The download article at left is in the form of a PDF. Before this article was published (in 1969) there was much speculation about how carbon dioxide (a gas that can react chemically with water) could be absorbed by the ocean.
This is some of the earliest work to postulate the mechanism(s) controlling the CO2 exchange rate through the ocean's surface. This study was carried out long before anybody worried about global warming. The main use of this research at that time was to explain how CO2 got into and out of the lungs. Now it pointedly pertains to the global problem of CO2 build-up in the atmosphere. How much and how fast can the ocean absorb it?
This is NOT a novel.
This experiment was done in a wind tunnel water tank with radioactive carbon dioxide (C14) used as a tracer to study the transfer of CO2 from water to air to examine how gas goes from one phase to another. (Turns out there's a "membrane" on the surface of liquids that it has to "diffuse" through. The "thickness" of the membrane depends on the air speed going over it and determines how fast the carbon dioxide gets out.)
This was done in an Oceanography graduate school, but by accident the mechanism I stumbled across also applied to how carbon dioxide gets back and forth from the blood, through the lungs, and into the air (which it turned out doctors WERE interested in). Back before Xerox, university people wrote each other for "reprints" and when the paper came out I got "reprint requests" from medical research schools all over the world and it took me a long time to figure out why on earth they cared. (At the time I had no idea, but smarter people did.)
Since then this article has been cited over eighty times (and counting) in the scientific literature, referred to as the Hoover Mechanism.

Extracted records
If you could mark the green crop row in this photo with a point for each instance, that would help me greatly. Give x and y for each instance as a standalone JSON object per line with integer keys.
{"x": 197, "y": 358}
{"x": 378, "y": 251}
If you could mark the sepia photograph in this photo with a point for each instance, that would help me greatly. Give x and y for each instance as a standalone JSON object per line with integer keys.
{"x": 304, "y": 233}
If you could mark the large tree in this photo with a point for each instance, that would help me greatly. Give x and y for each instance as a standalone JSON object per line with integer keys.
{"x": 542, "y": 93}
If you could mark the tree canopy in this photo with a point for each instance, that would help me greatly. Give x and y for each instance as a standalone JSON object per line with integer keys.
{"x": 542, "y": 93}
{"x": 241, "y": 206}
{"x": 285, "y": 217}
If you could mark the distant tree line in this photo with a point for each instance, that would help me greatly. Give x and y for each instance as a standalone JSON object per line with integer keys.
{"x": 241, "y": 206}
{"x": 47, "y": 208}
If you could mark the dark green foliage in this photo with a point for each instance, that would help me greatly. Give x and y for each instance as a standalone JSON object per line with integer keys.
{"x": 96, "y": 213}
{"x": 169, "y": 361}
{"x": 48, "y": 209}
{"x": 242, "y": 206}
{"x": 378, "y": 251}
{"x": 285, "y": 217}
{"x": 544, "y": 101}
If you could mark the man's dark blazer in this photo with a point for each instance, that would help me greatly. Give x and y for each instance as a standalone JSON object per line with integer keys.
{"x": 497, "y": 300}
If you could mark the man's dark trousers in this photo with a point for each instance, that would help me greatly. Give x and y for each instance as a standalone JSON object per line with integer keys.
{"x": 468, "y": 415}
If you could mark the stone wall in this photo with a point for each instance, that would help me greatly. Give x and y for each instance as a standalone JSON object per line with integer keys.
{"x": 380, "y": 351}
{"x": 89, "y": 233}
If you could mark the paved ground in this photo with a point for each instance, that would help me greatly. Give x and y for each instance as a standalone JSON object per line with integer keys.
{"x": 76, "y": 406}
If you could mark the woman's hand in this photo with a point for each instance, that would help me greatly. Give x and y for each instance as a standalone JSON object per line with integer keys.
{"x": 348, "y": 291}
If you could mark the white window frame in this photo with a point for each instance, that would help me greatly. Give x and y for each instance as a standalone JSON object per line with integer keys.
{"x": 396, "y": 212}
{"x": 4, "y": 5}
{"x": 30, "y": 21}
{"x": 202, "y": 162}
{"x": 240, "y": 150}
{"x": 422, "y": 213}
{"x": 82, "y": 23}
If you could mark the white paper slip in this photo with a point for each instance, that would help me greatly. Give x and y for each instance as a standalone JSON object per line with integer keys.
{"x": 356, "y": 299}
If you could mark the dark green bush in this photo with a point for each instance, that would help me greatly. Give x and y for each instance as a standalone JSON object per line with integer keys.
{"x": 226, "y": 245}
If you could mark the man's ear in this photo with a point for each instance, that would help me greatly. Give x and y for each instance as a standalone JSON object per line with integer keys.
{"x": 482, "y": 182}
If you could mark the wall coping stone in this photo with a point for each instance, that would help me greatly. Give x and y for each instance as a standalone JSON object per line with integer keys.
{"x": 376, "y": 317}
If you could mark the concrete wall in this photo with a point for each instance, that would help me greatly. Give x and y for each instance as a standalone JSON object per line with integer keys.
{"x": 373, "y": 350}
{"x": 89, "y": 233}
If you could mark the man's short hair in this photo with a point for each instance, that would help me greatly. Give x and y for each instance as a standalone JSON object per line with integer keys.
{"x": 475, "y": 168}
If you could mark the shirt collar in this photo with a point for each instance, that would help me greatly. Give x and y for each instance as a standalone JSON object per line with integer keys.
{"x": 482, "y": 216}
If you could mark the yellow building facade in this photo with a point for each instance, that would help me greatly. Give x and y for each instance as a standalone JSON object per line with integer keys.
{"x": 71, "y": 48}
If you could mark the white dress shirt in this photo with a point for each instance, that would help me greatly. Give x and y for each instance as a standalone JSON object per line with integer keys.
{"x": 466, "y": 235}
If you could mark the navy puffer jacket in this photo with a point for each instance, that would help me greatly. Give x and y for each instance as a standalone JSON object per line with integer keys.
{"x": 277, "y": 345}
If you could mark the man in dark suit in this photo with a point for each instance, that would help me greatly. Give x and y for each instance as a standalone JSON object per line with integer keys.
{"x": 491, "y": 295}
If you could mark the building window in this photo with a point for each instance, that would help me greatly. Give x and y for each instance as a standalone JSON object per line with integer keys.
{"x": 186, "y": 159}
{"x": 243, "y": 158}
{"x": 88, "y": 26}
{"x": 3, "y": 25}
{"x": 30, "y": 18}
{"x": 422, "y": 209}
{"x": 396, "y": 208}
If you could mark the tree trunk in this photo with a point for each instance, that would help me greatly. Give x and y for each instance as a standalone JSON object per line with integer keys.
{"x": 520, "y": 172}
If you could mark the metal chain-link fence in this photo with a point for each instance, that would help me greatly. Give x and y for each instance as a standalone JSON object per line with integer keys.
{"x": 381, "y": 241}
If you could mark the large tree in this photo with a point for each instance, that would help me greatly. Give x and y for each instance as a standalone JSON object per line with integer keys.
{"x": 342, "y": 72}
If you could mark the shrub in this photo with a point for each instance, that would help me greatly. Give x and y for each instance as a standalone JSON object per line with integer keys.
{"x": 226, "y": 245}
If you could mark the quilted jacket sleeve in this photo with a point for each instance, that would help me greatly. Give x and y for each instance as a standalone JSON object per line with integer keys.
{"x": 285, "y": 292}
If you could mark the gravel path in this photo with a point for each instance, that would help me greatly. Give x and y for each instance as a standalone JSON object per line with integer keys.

Problems and tasks —
1. Copy the part of the passage on carbon dioxide exchange that opens with the words containing "This was done" and closes with "the Hoover Mechanism.".
2. List every word or phrase that the passage on carbon dioxide exchange sets inside quotation marks.

Solutions for each task —
1.
This was done in an Oceanography graduate school, but by accident the mechanism I stumbled across also applied to how carbon dioxide gets back and forth from the blood, through the lungs, and into the air (which it turned out doctors WERE interested in). Back before Xerox, university people wrote each other for "reprints" and when the paper came out I got "reprint requests" from medical research schools all over the world and it took me a long time to figure out why on earth they cared. (At the time I had no idea, but smarter people did.)
Since then this article has been cited over eighty times (and counting) in the scientific literature, referred to as the Hoover Mechanism.

2.
- membrane
- diffuse
- thickness
- reprints
- reprint requests